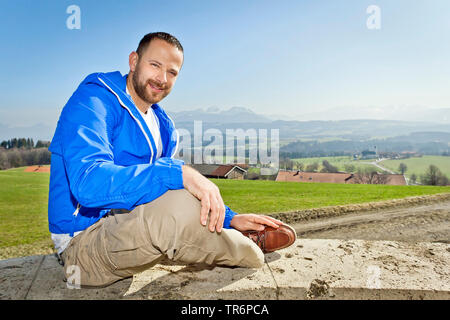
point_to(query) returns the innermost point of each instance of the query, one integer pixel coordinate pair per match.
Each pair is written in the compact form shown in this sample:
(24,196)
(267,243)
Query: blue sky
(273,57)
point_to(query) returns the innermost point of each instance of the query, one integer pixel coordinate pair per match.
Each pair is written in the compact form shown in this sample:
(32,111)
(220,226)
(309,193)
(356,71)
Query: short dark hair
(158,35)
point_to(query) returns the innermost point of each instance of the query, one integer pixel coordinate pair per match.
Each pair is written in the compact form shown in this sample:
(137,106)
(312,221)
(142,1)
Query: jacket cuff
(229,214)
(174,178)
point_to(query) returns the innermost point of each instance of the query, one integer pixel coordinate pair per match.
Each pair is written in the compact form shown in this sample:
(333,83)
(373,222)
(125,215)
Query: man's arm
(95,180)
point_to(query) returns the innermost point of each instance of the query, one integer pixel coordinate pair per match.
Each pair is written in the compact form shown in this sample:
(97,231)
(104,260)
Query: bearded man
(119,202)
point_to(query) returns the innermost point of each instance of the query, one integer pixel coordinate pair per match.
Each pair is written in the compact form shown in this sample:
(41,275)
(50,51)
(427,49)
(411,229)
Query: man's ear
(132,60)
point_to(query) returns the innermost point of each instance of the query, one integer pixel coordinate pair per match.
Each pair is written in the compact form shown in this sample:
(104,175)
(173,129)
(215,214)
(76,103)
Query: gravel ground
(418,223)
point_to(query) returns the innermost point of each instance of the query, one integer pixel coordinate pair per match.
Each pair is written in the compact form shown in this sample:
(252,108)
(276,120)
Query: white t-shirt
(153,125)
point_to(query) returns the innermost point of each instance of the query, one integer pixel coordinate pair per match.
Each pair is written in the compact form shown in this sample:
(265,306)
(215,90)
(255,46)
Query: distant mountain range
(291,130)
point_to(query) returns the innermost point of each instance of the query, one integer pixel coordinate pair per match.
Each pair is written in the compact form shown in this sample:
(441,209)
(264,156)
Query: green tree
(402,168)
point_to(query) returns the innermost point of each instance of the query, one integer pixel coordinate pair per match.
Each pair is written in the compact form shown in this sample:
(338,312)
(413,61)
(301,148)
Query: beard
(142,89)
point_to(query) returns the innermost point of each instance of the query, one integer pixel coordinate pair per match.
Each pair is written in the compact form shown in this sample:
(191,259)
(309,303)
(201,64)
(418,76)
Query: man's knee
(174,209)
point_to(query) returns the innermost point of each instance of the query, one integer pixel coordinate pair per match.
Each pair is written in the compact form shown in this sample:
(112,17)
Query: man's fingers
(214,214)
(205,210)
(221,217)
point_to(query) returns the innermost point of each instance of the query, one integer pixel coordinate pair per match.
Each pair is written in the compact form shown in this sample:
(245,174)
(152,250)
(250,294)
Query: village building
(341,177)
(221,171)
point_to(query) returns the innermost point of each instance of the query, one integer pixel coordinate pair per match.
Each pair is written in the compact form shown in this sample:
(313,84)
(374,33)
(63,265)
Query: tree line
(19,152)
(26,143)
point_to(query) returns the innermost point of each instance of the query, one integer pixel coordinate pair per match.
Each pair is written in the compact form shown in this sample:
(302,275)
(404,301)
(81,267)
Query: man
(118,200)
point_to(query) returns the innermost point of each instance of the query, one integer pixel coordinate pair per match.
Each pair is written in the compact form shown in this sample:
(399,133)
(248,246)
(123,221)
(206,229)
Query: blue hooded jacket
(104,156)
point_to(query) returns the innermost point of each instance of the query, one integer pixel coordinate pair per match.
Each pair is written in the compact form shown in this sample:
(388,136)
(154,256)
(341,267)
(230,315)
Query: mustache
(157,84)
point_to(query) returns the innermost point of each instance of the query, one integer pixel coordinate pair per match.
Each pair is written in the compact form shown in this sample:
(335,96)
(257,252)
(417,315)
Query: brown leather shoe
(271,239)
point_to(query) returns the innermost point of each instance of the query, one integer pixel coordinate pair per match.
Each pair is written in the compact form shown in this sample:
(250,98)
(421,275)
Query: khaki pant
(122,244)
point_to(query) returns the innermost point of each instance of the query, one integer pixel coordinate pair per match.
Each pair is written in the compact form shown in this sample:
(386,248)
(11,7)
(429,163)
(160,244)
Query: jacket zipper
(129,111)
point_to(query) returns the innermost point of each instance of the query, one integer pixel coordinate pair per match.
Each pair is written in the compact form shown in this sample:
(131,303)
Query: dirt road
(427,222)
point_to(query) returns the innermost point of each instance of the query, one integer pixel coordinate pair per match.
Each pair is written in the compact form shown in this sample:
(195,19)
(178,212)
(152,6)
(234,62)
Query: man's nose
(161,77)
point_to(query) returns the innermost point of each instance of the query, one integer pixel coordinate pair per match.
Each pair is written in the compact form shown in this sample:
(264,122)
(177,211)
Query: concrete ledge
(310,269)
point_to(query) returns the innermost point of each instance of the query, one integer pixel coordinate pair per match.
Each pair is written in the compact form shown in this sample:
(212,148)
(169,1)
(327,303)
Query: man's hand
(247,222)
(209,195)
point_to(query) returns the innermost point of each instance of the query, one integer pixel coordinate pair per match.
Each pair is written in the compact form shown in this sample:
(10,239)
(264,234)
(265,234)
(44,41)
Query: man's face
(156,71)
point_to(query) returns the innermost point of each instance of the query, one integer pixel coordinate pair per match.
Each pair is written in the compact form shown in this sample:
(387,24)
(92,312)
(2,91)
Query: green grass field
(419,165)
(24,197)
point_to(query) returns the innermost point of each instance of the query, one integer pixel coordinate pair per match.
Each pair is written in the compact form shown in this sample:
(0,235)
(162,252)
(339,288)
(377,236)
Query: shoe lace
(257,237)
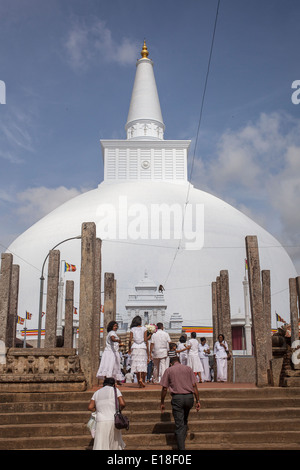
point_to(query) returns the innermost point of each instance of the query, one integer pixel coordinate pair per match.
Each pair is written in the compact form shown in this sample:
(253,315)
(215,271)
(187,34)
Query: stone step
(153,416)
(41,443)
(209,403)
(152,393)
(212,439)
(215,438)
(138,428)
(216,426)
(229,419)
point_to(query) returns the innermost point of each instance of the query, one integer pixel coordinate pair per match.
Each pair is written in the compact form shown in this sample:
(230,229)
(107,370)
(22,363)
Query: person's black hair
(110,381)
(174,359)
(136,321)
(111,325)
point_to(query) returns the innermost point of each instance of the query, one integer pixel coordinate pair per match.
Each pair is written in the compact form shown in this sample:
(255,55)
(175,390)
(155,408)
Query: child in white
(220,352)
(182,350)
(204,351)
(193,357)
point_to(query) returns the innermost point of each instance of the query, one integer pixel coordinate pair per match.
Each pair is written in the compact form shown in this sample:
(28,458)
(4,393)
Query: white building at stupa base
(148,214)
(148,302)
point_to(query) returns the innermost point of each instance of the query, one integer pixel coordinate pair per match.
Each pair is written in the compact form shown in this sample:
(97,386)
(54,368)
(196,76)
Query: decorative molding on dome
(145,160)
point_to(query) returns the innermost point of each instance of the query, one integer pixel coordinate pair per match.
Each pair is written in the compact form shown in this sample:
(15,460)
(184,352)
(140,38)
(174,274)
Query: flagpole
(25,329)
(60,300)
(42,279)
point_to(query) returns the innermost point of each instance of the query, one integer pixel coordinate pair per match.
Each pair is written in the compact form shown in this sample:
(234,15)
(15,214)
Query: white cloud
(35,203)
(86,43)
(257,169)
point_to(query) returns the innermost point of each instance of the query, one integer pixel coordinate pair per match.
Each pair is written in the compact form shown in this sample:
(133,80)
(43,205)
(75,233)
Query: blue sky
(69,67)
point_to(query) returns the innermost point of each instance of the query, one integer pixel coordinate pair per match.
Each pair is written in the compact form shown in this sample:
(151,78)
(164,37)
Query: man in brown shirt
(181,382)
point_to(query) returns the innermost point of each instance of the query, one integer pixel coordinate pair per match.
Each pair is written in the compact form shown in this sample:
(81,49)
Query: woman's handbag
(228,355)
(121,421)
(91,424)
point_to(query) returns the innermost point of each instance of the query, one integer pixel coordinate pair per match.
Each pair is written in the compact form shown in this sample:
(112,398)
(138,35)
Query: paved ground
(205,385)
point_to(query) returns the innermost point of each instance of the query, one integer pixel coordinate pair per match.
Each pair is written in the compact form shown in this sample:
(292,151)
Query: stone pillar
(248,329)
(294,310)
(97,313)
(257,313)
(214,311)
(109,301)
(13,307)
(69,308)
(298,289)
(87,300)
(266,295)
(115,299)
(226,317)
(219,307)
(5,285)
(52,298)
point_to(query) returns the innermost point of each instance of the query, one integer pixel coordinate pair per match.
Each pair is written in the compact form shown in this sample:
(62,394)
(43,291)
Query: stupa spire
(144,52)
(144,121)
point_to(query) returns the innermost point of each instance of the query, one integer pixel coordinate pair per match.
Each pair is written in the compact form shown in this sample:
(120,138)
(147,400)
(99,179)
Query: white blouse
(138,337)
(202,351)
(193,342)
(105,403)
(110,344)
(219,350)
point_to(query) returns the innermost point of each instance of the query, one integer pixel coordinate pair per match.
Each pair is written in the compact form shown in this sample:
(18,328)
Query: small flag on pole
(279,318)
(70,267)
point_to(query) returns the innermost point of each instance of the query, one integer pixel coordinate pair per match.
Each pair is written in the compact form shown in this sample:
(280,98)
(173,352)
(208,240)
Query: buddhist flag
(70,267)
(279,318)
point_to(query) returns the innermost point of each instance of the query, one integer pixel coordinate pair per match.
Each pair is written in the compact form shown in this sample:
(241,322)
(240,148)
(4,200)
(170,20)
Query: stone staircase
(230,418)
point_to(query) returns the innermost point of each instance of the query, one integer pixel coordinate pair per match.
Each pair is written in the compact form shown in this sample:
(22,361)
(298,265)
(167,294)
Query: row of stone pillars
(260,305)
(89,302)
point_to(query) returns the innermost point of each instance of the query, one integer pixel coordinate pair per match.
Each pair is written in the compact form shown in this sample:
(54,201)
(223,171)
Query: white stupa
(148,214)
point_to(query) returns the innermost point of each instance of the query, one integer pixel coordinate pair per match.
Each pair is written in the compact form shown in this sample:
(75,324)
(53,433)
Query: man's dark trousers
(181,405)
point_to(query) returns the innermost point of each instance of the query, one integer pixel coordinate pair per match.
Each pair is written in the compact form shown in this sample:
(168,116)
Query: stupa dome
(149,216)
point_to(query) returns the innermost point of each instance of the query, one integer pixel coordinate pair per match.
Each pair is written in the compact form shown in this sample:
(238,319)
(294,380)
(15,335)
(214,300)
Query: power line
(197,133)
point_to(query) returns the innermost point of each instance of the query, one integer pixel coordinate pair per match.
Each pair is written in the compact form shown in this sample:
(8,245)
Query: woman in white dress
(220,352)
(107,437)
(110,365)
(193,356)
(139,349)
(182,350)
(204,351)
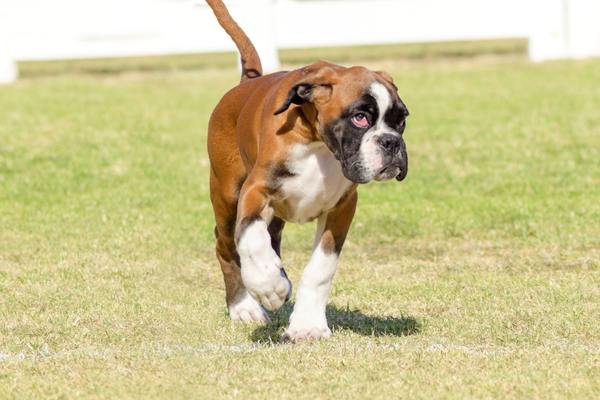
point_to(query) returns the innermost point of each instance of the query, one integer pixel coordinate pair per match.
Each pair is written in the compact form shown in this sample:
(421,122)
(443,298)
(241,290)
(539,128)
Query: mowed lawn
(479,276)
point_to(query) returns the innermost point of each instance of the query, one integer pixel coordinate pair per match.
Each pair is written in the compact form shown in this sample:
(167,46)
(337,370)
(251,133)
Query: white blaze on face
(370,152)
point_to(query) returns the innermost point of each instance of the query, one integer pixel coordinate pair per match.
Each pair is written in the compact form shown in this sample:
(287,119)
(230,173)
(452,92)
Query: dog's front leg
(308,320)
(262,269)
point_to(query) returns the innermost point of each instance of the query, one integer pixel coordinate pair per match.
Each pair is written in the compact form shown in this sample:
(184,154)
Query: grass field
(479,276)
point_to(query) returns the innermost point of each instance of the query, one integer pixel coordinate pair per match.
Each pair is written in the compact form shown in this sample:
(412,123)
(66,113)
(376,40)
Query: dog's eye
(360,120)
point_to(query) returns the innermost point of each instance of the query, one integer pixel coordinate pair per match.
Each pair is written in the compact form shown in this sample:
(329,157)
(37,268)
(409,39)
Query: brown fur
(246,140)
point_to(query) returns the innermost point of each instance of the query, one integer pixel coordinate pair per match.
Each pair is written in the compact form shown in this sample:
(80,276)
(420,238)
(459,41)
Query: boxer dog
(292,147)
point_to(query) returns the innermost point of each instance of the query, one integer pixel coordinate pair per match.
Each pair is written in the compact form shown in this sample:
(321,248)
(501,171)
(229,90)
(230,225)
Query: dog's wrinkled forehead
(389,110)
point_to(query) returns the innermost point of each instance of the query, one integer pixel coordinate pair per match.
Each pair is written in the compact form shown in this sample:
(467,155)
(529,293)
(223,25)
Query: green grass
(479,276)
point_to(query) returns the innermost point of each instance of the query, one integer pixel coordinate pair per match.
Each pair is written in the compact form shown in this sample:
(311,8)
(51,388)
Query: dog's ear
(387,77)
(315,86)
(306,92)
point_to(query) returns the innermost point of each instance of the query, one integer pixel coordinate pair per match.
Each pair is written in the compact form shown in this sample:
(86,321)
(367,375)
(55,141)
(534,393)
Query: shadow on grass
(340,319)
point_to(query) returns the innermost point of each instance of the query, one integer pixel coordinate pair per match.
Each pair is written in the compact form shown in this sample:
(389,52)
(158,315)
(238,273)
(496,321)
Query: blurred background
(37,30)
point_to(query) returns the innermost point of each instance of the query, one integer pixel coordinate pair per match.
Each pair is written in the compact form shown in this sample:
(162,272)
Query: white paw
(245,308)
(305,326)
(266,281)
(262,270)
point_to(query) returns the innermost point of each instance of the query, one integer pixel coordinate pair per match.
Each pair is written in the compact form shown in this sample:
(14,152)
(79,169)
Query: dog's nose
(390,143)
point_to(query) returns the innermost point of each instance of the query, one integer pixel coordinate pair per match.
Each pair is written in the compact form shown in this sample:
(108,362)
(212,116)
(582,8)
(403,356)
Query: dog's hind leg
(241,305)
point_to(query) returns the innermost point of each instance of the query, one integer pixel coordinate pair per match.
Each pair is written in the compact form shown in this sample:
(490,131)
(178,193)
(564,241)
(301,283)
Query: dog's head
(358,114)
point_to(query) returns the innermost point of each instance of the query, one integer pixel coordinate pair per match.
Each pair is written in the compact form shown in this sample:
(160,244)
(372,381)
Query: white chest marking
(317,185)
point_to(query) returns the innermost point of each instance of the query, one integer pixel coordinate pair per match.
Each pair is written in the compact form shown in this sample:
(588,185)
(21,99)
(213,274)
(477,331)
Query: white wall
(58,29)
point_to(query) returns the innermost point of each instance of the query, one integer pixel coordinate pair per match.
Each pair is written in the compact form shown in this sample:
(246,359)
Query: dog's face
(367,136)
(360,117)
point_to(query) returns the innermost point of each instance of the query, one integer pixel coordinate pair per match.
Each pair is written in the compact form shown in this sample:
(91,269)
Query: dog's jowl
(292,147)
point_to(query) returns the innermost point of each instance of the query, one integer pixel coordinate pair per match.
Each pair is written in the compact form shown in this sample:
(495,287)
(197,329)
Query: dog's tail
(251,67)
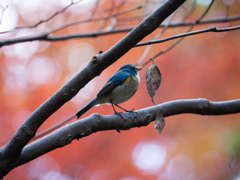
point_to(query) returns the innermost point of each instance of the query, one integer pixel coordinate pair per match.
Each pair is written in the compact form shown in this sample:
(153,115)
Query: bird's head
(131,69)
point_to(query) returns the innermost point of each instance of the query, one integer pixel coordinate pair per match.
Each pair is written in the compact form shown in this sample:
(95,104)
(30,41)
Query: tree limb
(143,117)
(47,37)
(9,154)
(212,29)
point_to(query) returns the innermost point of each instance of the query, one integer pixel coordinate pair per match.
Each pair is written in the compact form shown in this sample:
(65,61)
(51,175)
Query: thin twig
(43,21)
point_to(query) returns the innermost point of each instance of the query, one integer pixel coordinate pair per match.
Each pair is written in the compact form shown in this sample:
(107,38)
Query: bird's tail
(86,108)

- - - - - - -

EXERCISE
Report each line in the entries above that contains the string "woman", reproducing every matching line in full and in its original order.

EXPECTED OUTPUT
Query: woman's handbag
Query: woman in white dress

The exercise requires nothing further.